*About this exercise*.
Your task is to copy the lines of the data below from the line holding "the equestrian helmet." through the line holding "rider on horseback.", inclusive, exactly and with nothing added.

(Natural-language object grounding data)
◆ ◆ ◆

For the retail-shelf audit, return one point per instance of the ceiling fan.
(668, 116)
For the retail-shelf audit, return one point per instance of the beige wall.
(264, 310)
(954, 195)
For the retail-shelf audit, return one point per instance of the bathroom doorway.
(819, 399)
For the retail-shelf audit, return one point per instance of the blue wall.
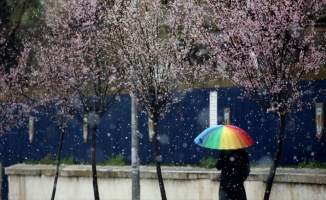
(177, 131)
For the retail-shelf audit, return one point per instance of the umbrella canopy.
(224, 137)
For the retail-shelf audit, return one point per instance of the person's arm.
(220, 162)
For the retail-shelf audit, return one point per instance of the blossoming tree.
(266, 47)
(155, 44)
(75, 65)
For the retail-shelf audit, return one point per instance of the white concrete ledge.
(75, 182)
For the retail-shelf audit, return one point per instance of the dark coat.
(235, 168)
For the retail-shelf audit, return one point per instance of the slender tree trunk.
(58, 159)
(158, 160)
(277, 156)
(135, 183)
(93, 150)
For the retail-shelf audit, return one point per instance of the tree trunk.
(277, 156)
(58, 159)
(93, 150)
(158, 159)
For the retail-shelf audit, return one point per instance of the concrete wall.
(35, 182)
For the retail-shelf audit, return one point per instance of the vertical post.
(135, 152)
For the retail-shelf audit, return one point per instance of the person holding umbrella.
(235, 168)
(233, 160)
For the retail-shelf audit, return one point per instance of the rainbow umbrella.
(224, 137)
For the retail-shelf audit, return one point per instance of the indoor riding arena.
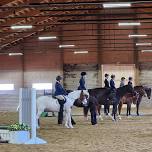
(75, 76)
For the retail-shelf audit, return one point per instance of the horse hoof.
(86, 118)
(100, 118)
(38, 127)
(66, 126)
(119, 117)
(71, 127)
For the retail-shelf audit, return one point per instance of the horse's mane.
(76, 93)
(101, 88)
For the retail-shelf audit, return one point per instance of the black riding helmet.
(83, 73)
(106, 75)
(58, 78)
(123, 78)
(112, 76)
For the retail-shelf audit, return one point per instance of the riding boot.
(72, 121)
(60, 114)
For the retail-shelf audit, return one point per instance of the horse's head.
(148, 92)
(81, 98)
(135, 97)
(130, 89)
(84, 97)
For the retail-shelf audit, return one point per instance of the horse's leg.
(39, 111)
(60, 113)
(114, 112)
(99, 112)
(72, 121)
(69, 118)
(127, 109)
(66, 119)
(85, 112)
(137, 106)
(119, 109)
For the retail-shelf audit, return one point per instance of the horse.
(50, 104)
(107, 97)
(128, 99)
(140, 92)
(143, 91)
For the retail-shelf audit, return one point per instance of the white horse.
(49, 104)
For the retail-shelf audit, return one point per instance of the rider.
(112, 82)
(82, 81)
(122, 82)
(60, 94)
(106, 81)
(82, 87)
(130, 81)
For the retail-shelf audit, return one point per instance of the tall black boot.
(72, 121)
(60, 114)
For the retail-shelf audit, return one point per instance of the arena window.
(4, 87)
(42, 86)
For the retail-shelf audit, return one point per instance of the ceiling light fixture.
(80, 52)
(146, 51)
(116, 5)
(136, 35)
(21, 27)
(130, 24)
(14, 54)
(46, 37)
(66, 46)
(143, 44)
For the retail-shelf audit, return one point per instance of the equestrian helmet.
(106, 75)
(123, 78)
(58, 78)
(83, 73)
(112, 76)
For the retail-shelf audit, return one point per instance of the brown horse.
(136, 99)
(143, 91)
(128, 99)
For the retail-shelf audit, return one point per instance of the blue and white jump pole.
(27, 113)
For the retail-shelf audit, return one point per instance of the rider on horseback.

◆ ◆ ◆

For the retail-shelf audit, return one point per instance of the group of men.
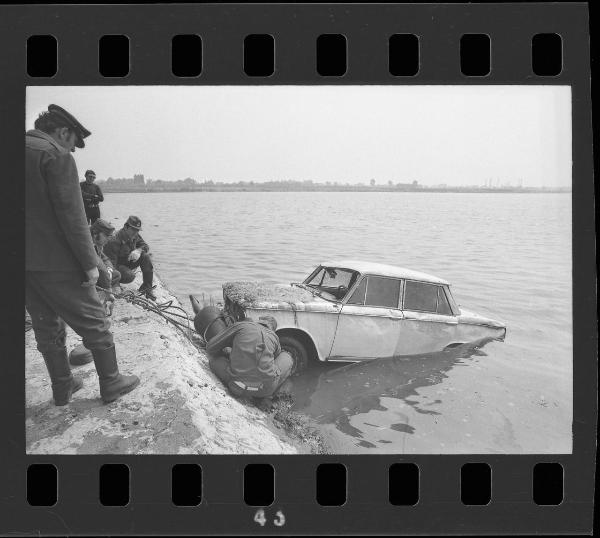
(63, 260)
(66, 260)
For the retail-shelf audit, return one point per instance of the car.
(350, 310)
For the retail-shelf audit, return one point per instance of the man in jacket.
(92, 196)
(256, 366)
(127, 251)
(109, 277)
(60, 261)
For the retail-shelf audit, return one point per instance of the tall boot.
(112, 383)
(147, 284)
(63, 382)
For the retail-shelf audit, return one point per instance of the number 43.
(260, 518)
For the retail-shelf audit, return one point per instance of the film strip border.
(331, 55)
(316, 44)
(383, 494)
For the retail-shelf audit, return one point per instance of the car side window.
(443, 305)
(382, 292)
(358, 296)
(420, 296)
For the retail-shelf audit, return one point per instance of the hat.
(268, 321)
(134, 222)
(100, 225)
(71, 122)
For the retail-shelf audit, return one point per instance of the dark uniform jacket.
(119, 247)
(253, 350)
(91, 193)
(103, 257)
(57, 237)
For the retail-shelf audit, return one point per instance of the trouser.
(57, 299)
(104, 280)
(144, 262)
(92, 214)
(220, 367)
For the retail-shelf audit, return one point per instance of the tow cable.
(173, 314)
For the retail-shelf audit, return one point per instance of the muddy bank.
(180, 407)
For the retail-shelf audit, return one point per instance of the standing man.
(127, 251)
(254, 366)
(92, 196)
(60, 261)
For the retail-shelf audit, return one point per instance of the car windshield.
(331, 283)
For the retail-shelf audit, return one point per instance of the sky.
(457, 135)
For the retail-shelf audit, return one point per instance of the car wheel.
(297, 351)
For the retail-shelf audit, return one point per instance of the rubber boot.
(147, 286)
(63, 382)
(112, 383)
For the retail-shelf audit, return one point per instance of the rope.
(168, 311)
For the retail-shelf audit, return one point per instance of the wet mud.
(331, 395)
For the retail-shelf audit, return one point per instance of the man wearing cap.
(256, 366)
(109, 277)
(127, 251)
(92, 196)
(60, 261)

◆ ◆ ◆

*Task solution*.
For the retail-shelf audit, return one point per instance of the equestrian helmet.
(106, 75)
(123, 78)
(58, 78)
(83, 73)
(112, 76)
For the retail-shelf audit, return one point per instance of the brown horse.
(136, 99)
(143, 91)
(128, 99)
For the retail-shelf audit, return one point per instance of the blue and white jump pole.
(27, 113)
For the retail-shelf audit, return one point per instance of the rider on horseback.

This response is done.